Daily Whipout: "Billy's Last Gasp"

This is the original pen and ink drawing, framed but dusty and the price on the back is $300 but I wouldn't sell this for $30,000. It's one of the best illustrations of Billy I have ever done, and, as you know, I've done plenty. It breaths, it's him and it's authentic to the evidence. I can't believe no one bought this when it showed at Suzanne Brown's Gallery in Scottsdale in 1992. Anyway, this was worth the cleaning right here.

I keep unearthing tons of postcards in various boxes. Here is just a small sample of the hundreds of postcards I have found so far, in my garage:

Postcard City From The Triple B Garage

Yes, that's a postcard for the play "True West" at bottom, left, the stage play by Sam Shepard. The funniest card is the Brokeback Mountain, upper left, second card down. On the back is a note from PH that says, "Sure looking forward to seeing you in a couple weeks! Yee Haw!" Of course PH is the Top Secret Writer, also known as Paul Andrew Hutton. The postcard, just above the Brokeback card, is the card for Dreamscape Desperado, the very successful museum show on Billy the Kid that Paul Hutton curated way back in 2007.

Here are some sketches from my college fine art classes from about 1968, or, they could be later, when I took classes at The Scottsdale Artist's School in the 1980s.

Brokeback Model, Series 69

Nude Descending A Staircase To Heaven

Found this heavily patina laden mono-print of a certain dentist at a certain street fight:

Daily Whipout: "Doc Waits His Turn"

I must say the garage and the packrats worked to give this a certain grungy bonified treasure aspect. Found this, below, in my Famous Faces file. What do Desmond Tutu and Evan Mecham have in common?

Daily Whipouts: "Desmond Tutu The Fiery Orator vs. Evan Mecham The Flaming Governor"

There's a ton more, but I've got to get back to cleaning, or I'll never finishing in time for that truck to unload.

"Trying to run a brand with a cold iron don't save no time."

—Old Vaquero Saying

 

Views: 174

Comment by Kent Fevurly on August 3, 2014 at 10:14am

Have to agree with you, Bob.  That illustration of BTK is perfect.  It expresses the tragedy of a wasted life. 

Comment by Sue Cauhape on August 3, 2014 at 9:12pm

Love the composition of Billy; that deep empty space between him and the knife in the center of the sketch. Beautiful.

The nude male model certainly earned his pay that day. Those poses were tortuous to hold for any length of time.

> Exercise requirements
1. From the blog post about cleaning out the garage, list every artwork title introduced by the label "Daily Whipout" or "Daily Whipouts."
2. Write what comes next in the blog post about cleaning out the garage, picking up after its final line.
The records that come next are separate material and have no connection to the blog post about cleaning out the garage.

> Data provided
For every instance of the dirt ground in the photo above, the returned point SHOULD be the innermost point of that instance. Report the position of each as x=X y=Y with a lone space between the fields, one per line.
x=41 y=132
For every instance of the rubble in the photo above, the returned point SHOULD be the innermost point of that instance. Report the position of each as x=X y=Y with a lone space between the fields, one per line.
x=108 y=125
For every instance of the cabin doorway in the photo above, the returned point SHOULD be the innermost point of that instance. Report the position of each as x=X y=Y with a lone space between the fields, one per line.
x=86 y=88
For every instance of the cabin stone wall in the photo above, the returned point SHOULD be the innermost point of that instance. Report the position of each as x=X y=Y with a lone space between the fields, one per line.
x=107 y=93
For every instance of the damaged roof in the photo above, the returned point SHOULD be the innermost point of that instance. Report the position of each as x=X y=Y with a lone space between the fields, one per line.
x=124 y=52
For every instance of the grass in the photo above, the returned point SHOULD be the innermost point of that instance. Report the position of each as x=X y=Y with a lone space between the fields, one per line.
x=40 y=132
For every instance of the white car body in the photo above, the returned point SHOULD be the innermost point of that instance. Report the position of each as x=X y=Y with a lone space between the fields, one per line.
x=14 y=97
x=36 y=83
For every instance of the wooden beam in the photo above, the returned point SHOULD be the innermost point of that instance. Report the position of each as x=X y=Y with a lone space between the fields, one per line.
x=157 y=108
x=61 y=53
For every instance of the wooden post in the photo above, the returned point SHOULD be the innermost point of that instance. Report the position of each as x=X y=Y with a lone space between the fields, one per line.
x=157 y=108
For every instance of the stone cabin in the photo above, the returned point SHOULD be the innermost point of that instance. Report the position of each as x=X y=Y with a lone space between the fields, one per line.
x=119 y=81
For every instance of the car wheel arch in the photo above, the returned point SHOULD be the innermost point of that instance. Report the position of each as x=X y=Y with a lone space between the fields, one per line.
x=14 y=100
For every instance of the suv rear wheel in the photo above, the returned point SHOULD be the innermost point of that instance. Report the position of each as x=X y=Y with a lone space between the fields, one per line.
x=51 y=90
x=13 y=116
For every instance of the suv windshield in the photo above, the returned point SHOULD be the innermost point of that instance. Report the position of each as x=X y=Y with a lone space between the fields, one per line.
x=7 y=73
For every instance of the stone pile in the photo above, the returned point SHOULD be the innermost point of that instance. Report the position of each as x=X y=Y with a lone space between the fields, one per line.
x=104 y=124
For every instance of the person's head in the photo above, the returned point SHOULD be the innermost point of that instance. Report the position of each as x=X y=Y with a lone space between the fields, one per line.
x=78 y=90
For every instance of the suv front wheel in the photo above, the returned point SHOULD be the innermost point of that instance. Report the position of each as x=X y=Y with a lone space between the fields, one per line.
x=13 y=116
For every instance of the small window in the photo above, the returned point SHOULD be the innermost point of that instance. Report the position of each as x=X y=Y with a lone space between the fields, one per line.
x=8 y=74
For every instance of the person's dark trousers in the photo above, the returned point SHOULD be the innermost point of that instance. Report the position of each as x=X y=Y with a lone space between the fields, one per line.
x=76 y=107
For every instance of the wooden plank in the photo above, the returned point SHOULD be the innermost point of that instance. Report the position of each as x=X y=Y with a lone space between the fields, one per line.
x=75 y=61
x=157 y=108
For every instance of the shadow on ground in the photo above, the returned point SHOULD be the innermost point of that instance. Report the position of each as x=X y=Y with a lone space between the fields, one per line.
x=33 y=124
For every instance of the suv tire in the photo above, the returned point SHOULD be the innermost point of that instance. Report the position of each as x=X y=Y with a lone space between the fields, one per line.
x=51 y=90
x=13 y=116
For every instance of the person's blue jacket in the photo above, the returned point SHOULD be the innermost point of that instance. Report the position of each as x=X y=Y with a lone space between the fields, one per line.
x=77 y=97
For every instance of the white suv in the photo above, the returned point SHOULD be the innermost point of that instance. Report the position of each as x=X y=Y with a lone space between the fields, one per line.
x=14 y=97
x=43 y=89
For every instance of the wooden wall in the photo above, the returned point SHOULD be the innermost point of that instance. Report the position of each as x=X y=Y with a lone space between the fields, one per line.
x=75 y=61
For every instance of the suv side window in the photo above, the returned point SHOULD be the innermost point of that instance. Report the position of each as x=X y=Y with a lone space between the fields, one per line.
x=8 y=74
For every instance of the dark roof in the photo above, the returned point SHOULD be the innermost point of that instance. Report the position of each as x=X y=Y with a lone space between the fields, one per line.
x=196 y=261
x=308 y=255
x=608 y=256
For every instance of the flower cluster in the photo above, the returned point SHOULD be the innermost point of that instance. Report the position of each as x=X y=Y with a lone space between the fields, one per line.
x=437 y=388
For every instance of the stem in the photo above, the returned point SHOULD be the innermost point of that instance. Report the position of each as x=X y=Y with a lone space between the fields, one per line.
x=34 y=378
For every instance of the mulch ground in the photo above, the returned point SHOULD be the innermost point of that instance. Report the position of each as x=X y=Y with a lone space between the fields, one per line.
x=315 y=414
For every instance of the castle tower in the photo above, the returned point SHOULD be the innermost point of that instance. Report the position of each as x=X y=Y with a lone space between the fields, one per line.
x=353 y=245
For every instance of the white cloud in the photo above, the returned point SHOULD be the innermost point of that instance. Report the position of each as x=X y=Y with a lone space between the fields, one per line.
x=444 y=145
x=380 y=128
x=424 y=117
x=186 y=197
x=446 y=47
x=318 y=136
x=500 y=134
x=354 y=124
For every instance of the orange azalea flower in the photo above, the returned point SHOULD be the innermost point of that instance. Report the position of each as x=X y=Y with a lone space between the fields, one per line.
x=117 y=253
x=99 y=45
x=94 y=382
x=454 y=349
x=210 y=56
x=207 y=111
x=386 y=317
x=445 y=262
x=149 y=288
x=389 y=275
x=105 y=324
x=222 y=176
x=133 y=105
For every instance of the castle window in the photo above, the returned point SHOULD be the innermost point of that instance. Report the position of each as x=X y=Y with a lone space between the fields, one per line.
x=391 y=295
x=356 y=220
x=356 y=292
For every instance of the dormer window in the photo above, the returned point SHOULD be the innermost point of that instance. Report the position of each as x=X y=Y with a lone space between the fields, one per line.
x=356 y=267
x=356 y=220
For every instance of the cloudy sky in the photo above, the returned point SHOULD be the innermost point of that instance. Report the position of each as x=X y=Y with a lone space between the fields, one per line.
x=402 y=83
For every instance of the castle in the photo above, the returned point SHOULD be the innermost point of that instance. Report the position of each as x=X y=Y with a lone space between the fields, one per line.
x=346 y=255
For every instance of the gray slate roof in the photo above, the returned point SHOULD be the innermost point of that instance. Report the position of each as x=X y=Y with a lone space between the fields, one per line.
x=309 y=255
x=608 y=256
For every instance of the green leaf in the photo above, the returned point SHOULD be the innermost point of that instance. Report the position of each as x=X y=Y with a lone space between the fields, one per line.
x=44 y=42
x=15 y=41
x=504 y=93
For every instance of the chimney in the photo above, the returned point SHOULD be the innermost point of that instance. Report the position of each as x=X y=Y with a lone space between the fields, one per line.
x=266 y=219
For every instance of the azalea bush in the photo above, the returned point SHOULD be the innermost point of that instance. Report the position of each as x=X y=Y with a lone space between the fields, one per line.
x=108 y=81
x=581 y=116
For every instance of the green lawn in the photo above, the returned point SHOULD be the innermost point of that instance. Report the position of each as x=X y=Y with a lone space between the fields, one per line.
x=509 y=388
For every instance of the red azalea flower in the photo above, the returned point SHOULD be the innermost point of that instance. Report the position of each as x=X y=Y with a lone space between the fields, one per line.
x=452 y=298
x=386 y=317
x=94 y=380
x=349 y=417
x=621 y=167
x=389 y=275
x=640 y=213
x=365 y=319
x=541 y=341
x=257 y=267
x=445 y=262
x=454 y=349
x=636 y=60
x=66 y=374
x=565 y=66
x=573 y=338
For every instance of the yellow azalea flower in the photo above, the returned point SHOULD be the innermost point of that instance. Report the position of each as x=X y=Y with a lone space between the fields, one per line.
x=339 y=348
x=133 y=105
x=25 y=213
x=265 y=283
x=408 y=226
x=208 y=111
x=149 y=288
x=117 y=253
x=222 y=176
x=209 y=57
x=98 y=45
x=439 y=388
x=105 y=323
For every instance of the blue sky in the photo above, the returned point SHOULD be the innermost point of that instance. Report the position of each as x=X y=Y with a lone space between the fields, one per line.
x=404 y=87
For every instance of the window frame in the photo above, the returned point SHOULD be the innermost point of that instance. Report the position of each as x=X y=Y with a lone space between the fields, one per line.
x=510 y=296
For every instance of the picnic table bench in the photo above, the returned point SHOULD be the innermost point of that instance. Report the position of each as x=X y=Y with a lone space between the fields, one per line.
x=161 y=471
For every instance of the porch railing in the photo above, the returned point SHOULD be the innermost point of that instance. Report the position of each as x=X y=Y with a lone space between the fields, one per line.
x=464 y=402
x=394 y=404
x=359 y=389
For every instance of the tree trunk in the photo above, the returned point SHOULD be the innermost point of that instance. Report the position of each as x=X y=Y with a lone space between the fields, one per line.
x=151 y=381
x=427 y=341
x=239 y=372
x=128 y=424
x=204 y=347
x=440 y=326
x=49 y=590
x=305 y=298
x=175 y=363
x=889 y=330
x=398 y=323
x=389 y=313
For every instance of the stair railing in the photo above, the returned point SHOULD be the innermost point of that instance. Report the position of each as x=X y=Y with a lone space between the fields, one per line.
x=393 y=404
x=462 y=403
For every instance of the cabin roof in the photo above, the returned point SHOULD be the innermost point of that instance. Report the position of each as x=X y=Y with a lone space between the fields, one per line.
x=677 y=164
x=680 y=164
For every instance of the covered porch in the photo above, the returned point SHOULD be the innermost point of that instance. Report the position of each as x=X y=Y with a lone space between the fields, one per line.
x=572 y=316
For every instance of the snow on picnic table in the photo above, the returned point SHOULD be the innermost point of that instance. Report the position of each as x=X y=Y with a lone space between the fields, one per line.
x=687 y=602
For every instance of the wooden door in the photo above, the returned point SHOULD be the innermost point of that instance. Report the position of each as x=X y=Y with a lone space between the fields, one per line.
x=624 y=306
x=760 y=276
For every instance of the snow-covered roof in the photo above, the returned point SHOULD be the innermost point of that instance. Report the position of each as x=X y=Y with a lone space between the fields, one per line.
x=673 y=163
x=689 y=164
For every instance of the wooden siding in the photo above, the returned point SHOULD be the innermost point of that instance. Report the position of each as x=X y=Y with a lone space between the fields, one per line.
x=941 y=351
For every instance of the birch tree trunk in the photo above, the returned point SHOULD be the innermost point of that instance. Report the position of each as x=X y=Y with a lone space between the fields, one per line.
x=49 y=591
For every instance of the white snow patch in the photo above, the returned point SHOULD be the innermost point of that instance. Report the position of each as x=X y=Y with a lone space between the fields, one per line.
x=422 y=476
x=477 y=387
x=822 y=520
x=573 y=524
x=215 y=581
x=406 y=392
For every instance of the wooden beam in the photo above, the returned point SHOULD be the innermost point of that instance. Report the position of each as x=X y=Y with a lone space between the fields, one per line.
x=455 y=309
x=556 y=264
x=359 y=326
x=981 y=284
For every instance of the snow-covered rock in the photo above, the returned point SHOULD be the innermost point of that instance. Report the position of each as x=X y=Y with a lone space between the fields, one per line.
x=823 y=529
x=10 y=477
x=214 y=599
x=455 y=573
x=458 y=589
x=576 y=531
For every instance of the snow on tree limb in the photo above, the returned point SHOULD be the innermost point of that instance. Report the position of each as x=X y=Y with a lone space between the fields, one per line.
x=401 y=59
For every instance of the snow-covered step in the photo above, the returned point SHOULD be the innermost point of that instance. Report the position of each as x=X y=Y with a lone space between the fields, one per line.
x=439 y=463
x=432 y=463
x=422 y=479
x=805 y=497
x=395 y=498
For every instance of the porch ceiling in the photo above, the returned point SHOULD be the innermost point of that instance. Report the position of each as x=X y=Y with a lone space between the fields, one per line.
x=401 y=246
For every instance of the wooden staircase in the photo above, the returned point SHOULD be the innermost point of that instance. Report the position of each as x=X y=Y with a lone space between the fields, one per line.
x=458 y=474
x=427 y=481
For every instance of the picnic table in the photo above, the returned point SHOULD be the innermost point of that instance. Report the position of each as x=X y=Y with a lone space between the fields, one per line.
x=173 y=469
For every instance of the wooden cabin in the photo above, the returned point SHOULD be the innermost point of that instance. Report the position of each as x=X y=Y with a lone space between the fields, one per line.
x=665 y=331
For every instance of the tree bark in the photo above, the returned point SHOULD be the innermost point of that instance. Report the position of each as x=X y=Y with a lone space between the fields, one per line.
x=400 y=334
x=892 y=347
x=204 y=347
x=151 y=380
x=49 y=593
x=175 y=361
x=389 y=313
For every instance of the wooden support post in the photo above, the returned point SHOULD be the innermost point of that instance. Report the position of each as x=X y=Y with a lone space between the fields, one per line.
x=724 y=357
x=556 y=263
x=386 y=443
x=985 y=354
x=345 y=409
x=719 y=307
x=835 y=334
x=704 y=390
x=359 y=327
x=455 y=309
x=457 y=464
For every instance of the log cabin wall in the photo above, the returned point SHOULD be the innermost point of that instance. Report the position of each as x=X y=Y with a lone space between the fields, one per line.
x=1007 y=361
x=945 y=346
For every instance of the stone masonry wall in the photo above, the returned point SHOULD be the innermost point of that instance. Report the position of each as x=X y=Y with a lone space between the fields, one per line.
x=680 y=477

> Per-task answers
1.
- "Billy's Last Gasp"
- "Doc Waits His Turn"
- "Desmond Tutu The Fiery Orator vs. Evan Mecham The Flaming Governor"

2.
About a year ago, I read Shepherd's play, "True West" and tried to imagine the mess those two characters made on stage. Their mother has only a few lines, but I can certainly relate to her shock, dismay, and immediate abandonment of the whole scene. It would be a fun play to watch.

Comment by Murray A. Gewirtz on August 4, 2014 at 1:37pm

In the "Gunslingers" episode about BTK they show him shirtless when he is shot by Pat Garrett. What did Garrett and subsequent witnesses say about the dead Billy's appearance?

Comment by Bob Boze Bell on August 4, 2014 at 1:47pm

Not much. We all wish Garrett would have expounded on what he was wearing, his hair. Did he really have a beard? Of course, this lack of description only feeds the conspiracy folks who claim he didn't see the Kid and COULDN'T describe something he didn't see.

Comment by Sue Cauhape on August 4, 2014 at 3:58pm

How many men pay attention to what another man is wearing, whether or not he had a beard, or how he wears his hair, especially when they shoot someone? C'mon, guys! Besides, everybody back then knew pretty much what Billy looked like and may not have cared one way or t'uther what he was wearing when Garrett shot him. 

Comment by Edward M Sullens on August 4, 2014 at 5:58pm

I believe it was Deluvina Maxwell that later said Garrett ran out of the room and wouldn't go back in. She said it was she, that had to identify Billy's body. This lends credence to the story that Garrett shot the Kid in the dark. I think Garrett was terrified of the Kid and with good reason after the killing of J.W. Bell and Bob Ollinger.